▶ **Passage**:
____
Автор: Хелен Эндрюс (Helen Andrews) - старший редактор The American Conservative. Ее работы публиковались в The New York Times, The Wall Street Journal, The Claremont Review of Books и во многих других изданиях.

Оригинал

Перевод Анны Полуниной

Оригинал: svpressa.ru
Скриншот



The American Conservative | Aug 29, 2024 12:05 AM | Helen Andrews
When Soviet Dissidents Disappoint
A new history of the Soviet dissident movement tries to make heroes of an underwhelming lot.




To the Success of Our Hopeless Cause: The Many Lives of the Soviet Dissident Movement by Benjamin Nathans, Princeton University Press, 816 pages, August 2024

Professor Benjamin Nathans thinks Soviet-era dissidents don’t get enough respect in modern Russia. A 2013 Levada poll found that fewer than one in five Russians could name “any dissidents from the late Soviet era,” according to Nathans’s new book, To the Success of Our Hopeless Cause: The Many Lives of the Soviet Dissident Movement. The word “late” presumably excludes mid-century dissidents like Aleksandr Solzhenitsyn, whose works are studied in the standard Russian school curriculum. A Russian textbook from 2023 implies that “so-called dissidents” were tools of the CIA: “The West ‘took good care of them’ ... and therefore their activities were closely watched by the organs of state security.”

But what exactly about the Soviet dissident movement should be celebrated? There are two ways a dissident movement can be a success: Either it brings down the regime, or it serves as a remnant preserving noble ideals for a better day, in the meantime offering a moral example and a trenchant critique of the system.

The Soviet dissidents were obviously a failure in the first sense. Nothing they did brought the demise of the Soviet empire closer by a single day. The USSR collapsed from its own economic dysfunction. To the extent that widespread disillusionment played a role, the dissidents did nothing to instigate or even guide it. They were too isolated from the population. One of the themes emphasized by Nathans is that the dissident movement was confined almost entirely to the elite and specifically the intelligentsia. Nearly half of the signatories of one anti-government petition from 1968 were employed in higher education.

The attitude of the Russian man on the street to the dissident movement can be guessed from an exchange quoted by Nathans between Valeria Gerlin, a schoolteacher who lost her job for signing a petition in support of four writers on trial for anti-Soviet agitation, and her school board director. Gerlin said she was exercising her rights as a citizen. Her boss replied:

Who among us never has grievances against Soviet power? It happens with everyone. This person didn’t get an apartment, that person wasn’t paid a bonus, and so on. Everyone has some issue. But what do we do? Well, we come home, we grumble a little in the kitchen, but that’s it. We take our grievance no further than the kitchen. But she-she writes it up!
____
▶ **Location identification entries**:
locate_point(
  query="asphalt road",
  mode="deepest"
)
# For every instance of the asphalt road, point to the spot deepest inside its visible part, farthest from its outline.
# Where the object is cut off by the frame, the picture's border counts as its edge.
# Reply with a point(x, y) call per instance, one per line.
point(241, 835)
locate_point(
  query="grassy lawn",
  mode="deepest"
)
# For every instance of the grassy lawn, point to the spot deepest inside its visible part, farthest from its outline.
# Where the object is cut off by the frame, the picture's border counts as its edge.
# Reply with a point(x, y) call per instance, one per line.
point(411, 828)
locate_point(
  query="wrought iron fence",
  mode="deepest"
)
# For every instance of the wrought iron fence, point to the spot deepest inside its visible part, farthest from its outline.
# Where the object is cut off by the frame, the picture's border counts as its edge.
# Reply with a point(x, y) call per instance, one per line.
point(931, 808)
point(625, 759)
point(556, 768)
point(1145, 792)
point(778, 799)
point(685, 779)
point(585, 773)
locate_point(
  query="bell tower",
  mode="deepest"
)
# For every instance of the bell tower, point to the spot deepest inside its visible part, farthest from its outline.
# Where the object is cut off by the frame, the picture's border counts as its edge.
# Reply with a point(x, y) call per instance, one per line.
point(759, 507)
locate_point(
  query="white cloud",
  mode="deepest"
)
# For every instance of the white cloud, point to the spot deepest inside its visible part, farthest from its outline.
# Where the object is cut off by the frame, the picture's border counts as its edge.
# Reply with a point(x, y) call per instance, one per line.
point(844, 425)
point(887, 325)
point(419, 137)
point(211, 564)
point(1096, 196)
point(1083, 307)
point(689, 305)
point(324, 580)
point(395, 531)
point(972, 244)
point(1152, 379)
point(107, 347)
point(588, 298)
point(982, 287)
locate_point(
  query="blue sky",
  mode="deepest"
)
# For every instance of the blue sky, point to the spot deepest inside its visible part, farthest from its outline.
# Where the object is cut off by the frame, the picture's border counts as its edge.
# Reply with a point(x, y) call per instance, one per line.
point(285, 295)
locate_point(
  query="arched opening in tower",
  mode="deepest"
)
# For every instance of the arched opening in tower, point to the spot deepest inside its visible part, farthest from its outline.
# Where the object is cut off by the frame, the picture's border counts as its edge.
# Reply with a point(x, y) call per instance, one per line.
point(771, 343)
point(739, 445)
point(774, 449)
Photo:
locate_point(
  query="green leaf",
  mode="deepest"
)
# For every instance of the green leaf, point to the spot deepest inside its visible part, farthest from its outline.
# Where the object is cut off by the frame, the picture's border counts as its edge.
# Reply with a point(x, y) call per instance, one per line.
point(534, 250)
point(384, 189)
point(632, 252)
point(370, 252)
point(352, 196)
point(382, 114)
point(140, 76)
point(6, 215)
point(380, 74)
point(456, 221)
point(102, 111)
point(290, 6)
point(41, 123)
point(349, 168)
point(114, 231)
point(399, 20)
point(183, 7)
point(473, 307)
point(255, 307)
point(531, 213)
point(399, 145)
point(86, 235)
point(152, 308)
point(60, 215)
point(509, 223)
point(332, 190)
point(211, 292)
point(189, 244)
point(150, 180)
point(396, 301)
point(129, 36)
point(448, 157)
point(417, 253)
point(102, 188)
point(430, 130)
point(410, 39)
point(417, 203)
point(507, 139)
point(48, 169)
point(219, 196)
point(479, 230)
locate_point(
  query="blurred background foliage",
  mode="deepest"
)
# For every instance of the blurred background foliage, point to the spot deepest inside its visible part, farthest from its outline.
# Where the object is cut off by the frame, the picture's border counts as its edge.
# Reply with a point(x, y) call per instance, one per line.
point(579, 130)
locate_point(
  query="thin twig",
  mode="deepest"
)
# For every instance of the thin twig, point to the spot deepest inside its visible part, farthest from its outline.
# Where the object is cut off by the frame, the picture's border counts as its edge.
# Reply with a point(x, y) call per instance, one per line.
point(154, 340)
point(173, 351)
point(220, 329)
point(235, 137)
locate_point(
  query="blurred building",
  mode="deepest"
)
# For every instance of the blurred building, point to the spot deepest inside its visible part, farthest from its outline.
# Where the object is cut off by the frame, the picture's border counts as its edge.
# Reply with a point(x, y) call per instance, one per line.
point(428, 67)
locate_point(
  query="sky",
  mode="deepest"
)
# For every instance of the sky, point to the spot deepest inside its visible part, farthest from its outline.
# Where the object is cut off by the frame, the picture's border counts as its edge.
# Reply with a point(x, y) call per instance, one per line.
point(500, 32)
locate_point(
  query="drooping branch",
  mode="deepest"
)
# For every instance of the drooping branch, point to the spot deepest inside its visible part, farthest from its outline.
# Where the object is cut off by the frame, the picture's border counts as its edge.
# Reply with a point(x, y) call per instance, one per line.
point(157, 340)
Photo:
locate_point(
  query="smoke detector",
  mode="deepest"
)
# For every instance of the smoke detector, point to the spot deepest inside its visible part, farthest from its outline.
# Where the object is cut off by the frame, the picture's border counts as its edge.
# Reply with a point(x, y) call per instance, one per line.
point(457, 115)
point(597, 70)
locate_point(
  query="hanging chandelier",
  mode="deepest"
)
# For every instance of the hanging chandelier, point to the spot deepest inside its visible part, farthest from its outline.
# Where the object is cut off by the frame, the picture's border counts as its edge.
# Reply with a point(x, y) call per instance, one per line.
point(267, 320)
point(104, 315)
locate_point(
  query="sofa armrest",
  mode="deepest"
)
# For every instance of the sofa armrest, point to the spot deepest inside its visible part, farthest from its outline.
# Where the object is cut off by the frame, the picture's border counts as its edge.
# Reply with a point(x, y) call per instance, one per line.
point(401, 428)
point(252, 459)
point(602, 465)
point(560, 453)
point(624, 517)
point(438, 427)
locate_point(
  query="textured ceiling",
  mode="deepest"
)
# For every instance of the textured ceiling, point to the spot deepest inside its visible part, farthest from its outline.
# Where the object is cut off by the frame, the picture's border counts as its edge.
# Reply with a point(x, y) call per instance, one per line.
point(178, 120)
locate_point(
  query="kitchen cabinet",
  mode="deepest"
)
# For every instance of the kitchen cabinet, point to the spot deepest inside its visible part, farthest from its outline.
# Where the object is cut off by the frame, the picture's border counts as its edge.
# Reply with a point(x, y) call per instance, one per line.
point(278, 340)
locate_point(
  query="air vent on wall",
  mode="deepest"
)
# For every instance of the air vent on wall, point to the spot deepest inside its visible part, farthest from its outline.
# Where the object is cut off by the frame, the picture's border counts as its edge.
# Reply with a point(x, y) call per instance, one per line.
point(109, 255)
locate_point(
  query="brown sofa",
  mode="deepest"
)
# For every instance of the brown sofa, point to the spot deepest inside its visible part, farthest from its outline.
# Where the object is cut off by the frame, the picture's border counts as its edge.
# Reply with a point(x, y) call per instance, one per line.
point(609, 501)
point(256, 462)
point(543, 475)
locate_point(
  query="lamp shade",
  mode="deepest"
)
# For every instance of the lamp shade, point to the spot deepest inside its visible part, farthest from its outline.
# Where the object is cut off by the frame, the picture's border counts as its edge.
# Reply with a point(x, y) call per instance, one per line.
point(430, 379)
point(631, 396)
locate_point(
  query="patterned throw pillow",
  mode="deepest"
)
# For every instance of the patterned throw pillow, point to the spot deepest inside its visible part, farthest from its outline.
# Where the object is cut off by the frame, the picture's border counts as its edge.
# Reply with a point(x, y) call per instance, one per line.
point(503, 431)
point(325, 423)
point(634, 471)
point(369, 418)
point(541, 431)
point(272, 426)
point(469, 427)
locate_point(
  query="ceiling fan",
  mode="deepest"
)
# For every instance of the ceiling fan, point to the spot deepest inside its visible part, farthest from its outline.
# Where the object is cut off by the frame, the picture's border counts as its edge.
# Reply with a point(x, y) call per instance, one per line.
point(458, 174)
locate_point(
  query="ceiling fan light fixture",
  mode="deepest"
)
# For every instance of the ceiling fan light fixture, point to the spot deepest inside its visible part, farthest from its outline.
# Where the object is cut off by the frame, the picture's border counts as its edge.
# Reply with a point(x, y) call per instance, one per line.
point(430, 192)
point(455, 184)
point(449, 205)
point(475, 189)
____
▶ **What you will do**:
A) Locate every line in the records that contains the string "shade", matching case exactly, and copy each such line.
B) Extend the review of the book on the Soviet dissident movement, beginning after its final sentence.

▶ **Task answers**:
A)
  query="lamp shade",
# For every instance of the lamp shade, point to the spot deepest inside its visible part, farthest from its outline.

B)
Interestingly, Gerlin was a child of the Soviet aristocracy. Her father was a high-ranking NKVD official with an apartment on Lubyanka Square. This kind of background pops up frequently in Nathans’s cast of characters. The most prominent female dissident, Larisa Bogoraz, had an uncle in the NKVD and her parents were professors. Other dissidents included the descendants of Litvinov and Sverldlov, as well as lesser known Bolsheviks like the Red Army hero Yona Yakir.

There are several possible explanations for this genealogical connection. Perhaps the luxury of dissent is only possible for those who enjoy a certain level of privilege. Or perhaps these men and women were simply carrying on the family tradition. Nathans notes that dissidents were “part of a generation that became the first adults in history who were not immigrants to socialism (voluntary or otherwise), but native born, the first indigenous speakers of its language.” They did the same thing their parents and grandparents had done, just to a different regime. Bogoraz made the connection explicit between her prominent communist family and her career as a dissenter: “Public activism was apparently in my blood. There was a feeling of being connected to society, of responsibility for what was happening in society.”

If that is the case, then the dissidents were not opponents of revolutionary communism but its true heirs, literally and figuratively.

Certainly there was an ideological resemblance. With few exceptions, the dissidents in Nathans’s book were all socialists. None of them criticized the Soviet regime from the position of free-market capitalism. They were very poor analysts of the problems that made the USSR unsustainable, namely its economic pathologies. The rights that most interested them were the free speech rights of the intelligentsia or the freedom to emigrate. They cared far less about the daily humiliations to which ordinary Russians were subject. The populist conservatism of Solzhenitsyn was an outlier; the vast majority of dissidents were typical urban liberals.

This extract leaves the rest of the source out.